▶ WORK TO COMPLETE:
Rewrite all of the data below with every "in this photo" changed to "in this image" and nothing else altered. Leave the pictures out of your version.

▶ PROVIDED INFORMATION:

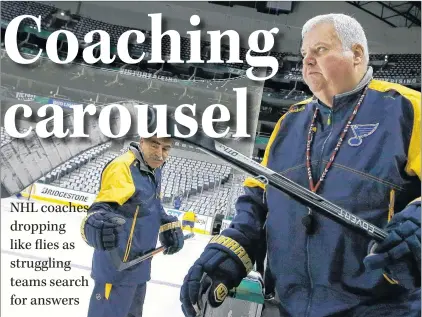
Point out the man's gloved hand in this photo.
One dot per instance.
(222, 266)
(400, 253)
(101, 230)
(171, 235)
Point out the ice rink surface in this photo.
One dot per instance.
(163, 290)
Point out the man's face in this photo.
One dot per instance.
(155, 150)
(325, 65)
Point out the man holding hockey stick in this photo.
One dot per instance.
(357, 144)
(128, 215)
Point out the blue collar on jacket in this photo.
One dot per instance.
(348, 98)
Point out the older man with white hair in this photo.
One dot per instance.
(356, 143)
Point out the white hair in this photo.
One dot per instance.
(348, 29)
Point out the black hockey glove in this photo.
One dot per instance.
(400, 253)
(101, 230)
(171, 236)
(221, 267)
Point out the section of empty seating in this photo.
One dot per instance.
(88, 177)
(6, 138)
(217, 200)
(187, 177)
(270, 94)
(400, 66)
(63, 175)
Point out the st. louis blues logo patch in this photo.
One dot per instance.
(361, 131)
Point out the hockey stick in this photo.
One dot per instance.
(120, 265)
(297, 192)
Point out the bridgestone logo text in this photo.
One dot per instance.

▶ COMPLETED TASK:
Point out the man's gloved hand in this image.
One dot per instance.
(222, 266)
(400, 253)
(101, 230)
(171, 235)
Point out the ice rink surface in this image.
One dot per instance.
(163, 290)
Point out the man's face in this image.
One dot per instance.
(155, 150)
(325, 65)
Point out the man holding hockey stick in this image.
One dot per instance.
(357, 144)
(128, 215)
Point out the blue collar on jacket in this image.
One dot per instance.
(348, 98)
Point out the older man with white hair in this image.
One dot per instance.
(356, 143)
Point out the white hair in this image.
One dot per instance.
(348, 29)
Point out the black hockey glove in this image.
One dot per instance.
(400, 253)
(101, 230)
(171, 236)
(221, 267)
Point out the section of empty seating in this image.
One dot per instance.
(88, 177)
(6, 138)
(217, 200)
(187, 177)
(270, 94)
(400, 66)
(63, 175)
Point out the st. louis blues logo patch in this image.
One dot per instance.
(361, 131)
Point out the hockey stick in this image.
One dot per instance.
(120, 265)
(297, 192)
Point out the bridgestone logo text in this image.
One dot per instance.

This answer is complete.